*** RECORDS TO USE Section Begins ***
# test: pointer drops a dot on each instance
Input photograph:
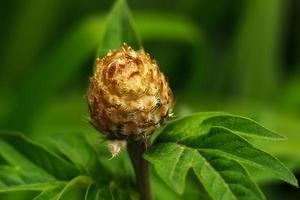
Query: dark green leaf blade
(50, 193)
(223, 142)
(120, 28)
(81, 154)
(222, 178)
(200, 123)
(36, 154)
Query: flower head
(128, 95)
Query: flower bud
(128, 96)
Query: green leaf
(50, 193)
(120, 28)
(200, 123)
(77, 182)
(222, 178)
(25, 165)
(95, 193)
(210, 144)
(21, 153)
(223, 142)
(62, 63)
(79, 152)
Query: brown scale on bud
(128, 96)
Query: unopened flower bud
(128, 96)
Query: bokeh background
(239, 56)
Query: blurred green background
(239, 56)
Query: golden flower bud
(128, 95)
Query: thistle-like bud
(128, 96)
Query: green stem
(141, 168)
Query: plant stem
(141, 168)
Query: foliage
(218, 147)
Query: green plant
(216, 145)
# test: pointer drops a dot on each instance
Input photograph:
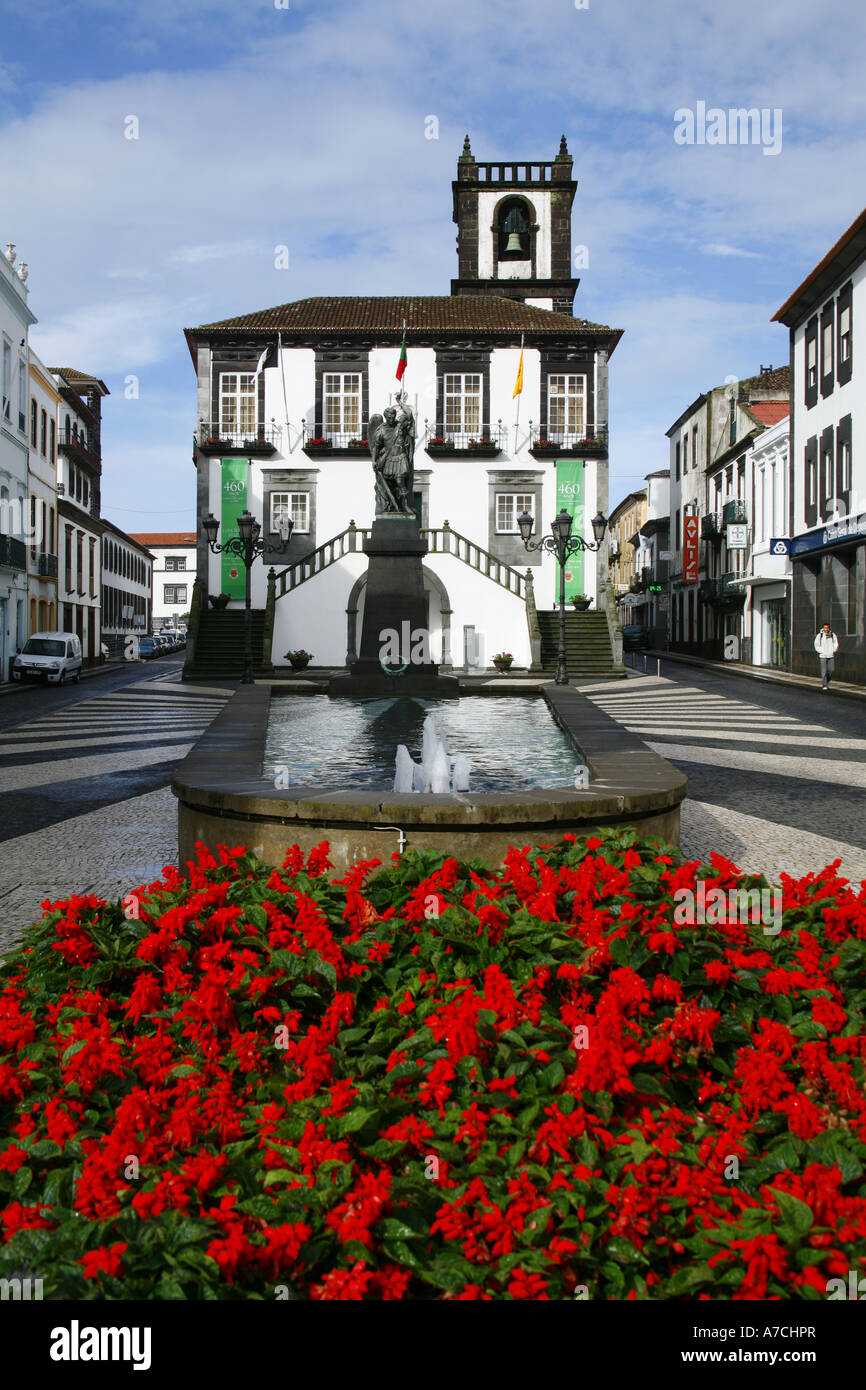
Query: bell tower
(515, 230)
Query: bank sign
(232, 487)
(570, 496)
(851, 530)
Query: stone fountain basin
(223, 798)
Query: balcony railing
(78, 442)
(214, 437)
(319, 438)
(569, 442)
(484, 442)
(13, 553)
(734, 512)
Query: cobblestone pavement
(777, 777)
(88, 805)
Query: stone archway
(433, 583)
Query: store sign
(851, 530)
(691, 537)
(232, 487)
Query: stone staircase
(218, 645)
(587, 642)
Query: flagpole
(519, 395)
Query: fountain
(437, 772)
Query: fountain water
(437, 772)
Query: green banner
(570, 495)
(234, 502)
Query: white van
(52, 656)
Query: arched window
(513, 230)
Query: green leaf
(795, 1214)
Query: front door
(774, 633)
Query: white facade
(462, 491)
(174, 574)
(127, 583)
(42, 485)
(15, 320)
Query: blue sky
(305, 127)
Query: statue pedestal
(395, 620)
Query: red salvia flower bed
(437, 1082)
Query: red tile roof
(166, 538)
(769, 412)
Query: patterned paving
(86, 804)
(772, 790)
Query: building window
(844, 335)
(566, 407)
(509, 505)
(237, 403)
(462, 401)
(342, 403)
(811, 481)
(843, 463)
(7, 380)
(827, 356)
(811, 375)
(513, 231)
(295, 505)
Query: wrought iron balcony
(319, 438)
(734, 512)
(567, 444)
(79, 445)
(13, 553)
(216, 437)
(484, 442)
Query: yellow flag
(519, 382)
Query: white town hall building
(284, 402)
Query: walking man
(826, 645)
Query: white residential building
(174, 574)
(15, 320)
(827, 456)
(42, 485)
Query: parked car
(634, 637)
(50, 656)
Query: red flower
(104, 1260)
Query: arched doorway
(439, 615)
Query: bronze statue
(392, 445)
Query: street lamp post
(248, 546)
(562, 544)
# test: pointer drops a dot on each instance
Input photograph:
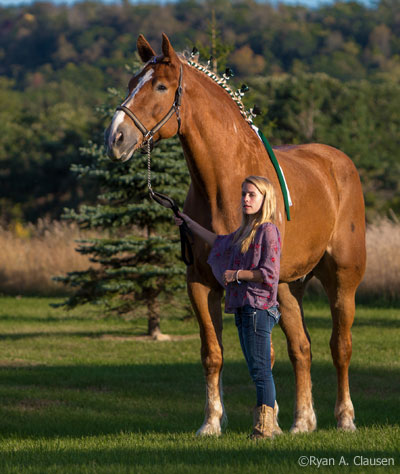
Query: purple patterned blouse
(263, 254)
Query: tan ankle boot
(263, 422)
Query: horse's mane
(221, 81)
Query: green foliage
(57, 61)
(358, 117)
(139, 260)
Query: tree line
(327, 75)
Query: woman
(247, 263)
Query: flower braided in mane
(236, 96)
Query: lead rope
(149, 166)
(184, 231)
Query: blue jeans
(254, 328)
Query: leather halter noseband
(148, 134)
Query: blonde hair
(250, 223)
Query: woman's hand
(229, 277)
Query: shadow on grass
(204, 457)
(89, 400)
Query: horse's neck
(219, 145)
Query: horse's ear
(145, 51)
(167, 48)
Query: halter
(148, 134)
(165, 201)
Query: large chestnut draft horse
(325, 237)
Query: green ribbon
(278, 171)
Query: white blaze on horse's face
(119, 116)
(252, 199)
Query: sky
(308, 3)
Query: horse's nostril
(119, 138)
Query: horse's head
(151, 108)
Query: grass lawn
(84, 394)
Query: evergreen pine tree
(138, 259)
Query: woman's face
(252, 199)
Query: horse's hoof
(304, 425)
(209, 429)
(346, 424)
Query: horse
(325, 236)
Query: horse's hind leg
(299, 348)
(340, 283)
(207, 305)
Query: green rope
(278, 171)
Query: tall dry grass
(382, 275)
(30, 256)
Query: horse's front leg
(299, 349)
(206, 302)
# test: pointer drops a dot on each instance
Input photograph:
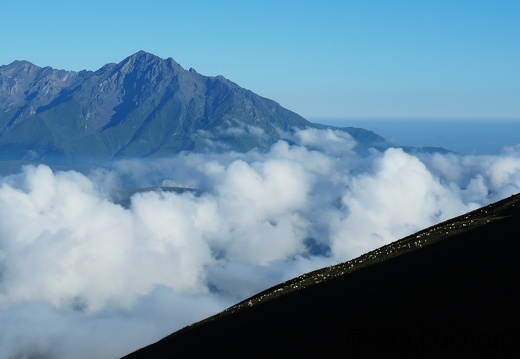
*** RECORDS TO USE Section Ends ***
» YOUR INSTRUCTIONS
The response has to be an exact copy of all the data, pictures excluded.

» SOLUTION TO THIS PROBLEM
# test: pointer drops a dot on each instance
Input photograph:
Query: dark green leaf blade
(50, 193)
(223, 142)
(120, 28)
(81, 154)
(222, 178)
(200, 123)
(36, 154)
Query: flower head
(128, 95)
Query: flower bud
(128, 96)
Query: green leaf
(50, 193)
(120, 28)
(200, 123)
(77, 182)
(222, 178)
(25, 165)
(95, 193)
(210, 144)
(21, 153)
(223, 142)
(62, 63)
(79, 152)
Query: brown scale on bud
(128, 96)
Query: unopened flower bud
(128, 96)
Query: bokeh background
(239, 56)
Query: blurred green background
(239, 56)
Query: golden flower bud
(128, 95)
Query: thistle-like bud
(128, 96)
Query: green stem
(141, 168)
Query: plant stem
(141, 168)
Query: foliage
(218, 147)
Query: green plant
(216, 145)
# test: pointer drops a dot on each instance
Input photograph:
Query: bell tower
(515, 230)
Query: bank sign
(232, 487)
(570, 496)
(851, 530)
Query: stone fountain basin
(223, 798)
Query: balcony railing
(78, 442)
(214, 437)
(319, 438)
(569, 442)
(484, 442)
(13, 553)
(734, 512)
Query: cobblestone pavement
(777, 777)
(88, 805)
Query: stone archway
(433, 583)
Query: store sign
(851, 530)
(691, 537)
(232, 487)
Query: stone staircase
(218, 645)
(587, 642)
Query: flagpole
(519, 395)
Query: fountain
(437, 772)
Query: fountain water
(437, 772)
Query: green banner
(570, 495)
(234, 502)
Query: white van
(52, 656)
Query: arched window
(513, 230)
Query: green leaf
(795, 1214)
Query: front door
(774, 633)
Query: white facade
(462, 491)
(174, 574)
(127, 583)
(42, 485)
(15, 320)
Query: blue sky
(305, 127)
Query: statue pedestal
(395, 620)
Query: red salvia flower bed
(437, 1082)
Query: red tile roof
(166, 538)
(769, 412)
Query: patterned paving
(86, 804)
(772, 790)
Query: building window
(844, 335)
(566, 407)
(509, 505)
(237, 403)
(462, 401)
(342, 403)
(811, 481)
(843, 463)
(7, 380)
(827, 356)
(811, 375)
(513, 231)
(295, 505)
Query: wrought iron balcony
(319, 438)
(734, 512)
(567, 444)
(79, 445)
(13, 553)
(216, 437)
(484, 442)
Query: yellow flag
(519, 382)
Query: white town hall building
(284, 402)
Query: walking man
(826, 645)
Query: white residential building
(174, 574)
(15, 320)
(827, 456)
(42, 485)
Query: parked car
(634, 637)
(50, 656)
Query: red flower
(104, 1260)
Query: arched doorway
(439, 615)
Query: bronze statue
(392, 445)
Query: street lamp post
(248, 546)
(562, 544)
# test: pointer drops a dot on each instance
Input photograph:
Query: purple patterned blouse
(263, 254)
Query: tan ankle boot
(263, 422)
Query: horse's mane
(221, 81)
Query: green foliage
(57, 61)
(358, 117)
(139, 260)
Query: tree line
(327, 75)
Query: woman
(247, 263)
Query: flower braided in mane
(236, 96)
Query: lead rope
(149, 166)
(184, 231)
Query: blue jeans
(254, 328)
Query: leather halter noseband
(148, 134)
Query: blonde hair
(250, 223)
Query: woman's hand
(229, 277)
Query: shadow on grass
(204, 457)
(89, 400)
Query: horse's neck
(219, 145)
Query: horse's ear
(145, 51)
(167, 48)
Query: halter
(148, 134)
(165, 201)
Query: large chestnut draft horse
(325, 237)
Query: green ribbon
(278, 171)
Query: white blaze on horse's face
(119, 116)
(252, 199)
Query: sky
(308, 3)
Query: horse's nostril
(119, 138)
Query: horse's head
(151, 108)
Query: grass lawn
(84, 394)
Query: evergreen pine tree
(138, 259)
Query: woman's face
(252, 199)
Query: horse's hoof
(304, 425)
(209, 429)
(346, 424)
Query: horse
(325, 236)
Query: horse's hind leg
(299, 348)
(340, 283)
(207, 305)
Query: green rope
(278, 171)
Query: tall dry grass
(382, 275)
(30, 256)
Query: horse's front leg
(299, 349)
(206, 302)
# test: pointer drops a dot on each instance
Input photograph:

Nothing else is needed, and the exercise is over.